WORK INSTRUCTION: Lines before the one containing "Query: racing slick tire" are to be skipped; reproduce that line and the rest of the records below exactly.

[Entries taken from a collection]
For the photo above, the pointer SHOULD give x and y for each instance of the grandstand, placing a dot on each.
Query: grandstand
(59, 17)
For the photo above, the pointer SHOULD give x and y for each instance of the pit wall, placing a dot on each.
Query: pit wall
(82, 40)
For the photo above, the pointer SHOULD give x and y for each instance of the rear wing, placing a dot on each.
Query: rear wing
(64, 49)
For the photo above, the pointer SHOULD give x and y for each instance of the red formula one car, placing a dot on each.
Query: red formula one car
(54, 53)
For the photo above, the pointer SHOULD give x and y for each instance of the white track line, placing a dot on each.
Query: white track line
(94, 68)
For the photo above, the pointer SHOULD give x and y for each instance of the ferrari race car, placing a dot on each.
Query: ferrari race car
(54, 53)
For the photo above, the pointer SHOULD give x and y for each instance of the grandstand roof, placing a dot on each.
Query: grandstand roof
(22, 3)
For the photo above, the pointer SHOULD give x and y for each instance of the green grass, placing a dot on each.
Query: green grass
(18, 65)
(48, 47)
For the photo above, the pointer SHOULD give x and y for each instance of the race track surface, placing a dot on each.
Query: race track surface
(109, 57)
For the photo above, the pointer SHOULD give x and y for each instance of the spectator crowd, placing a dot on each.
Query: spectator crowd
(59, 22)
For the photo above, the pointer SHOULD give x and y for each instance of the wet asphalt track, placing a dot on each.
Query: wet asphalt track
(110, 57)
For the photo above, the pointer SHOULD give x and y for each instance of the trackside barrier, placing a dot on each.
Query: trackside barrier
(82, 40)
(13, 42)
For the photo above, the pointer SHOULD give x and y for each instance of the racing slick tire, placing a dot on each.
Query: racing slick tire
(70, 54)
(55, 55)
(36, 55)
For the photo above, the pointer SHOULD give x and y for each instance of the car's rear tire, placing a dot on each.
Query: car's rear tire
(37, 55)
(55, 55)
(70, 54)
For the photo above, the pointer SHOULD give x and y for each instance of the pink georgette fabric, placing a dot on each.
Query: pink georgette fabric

RESPONSE BELOW:
Query: racing slick tire
(70, 54)
(55, 55)
(36, 55)
For the photo above, the pointer SHOULD give x and y for each instance of the car's rear tire, placing a dot on each.
Query: car's rear tire
(37, 55)
(55, 55)
(70, 54)
For the photo above, the pointer SHOULD give x and y for each instance of the pink georgette fabric, placing a dot on each.
Query: pink georgette fabric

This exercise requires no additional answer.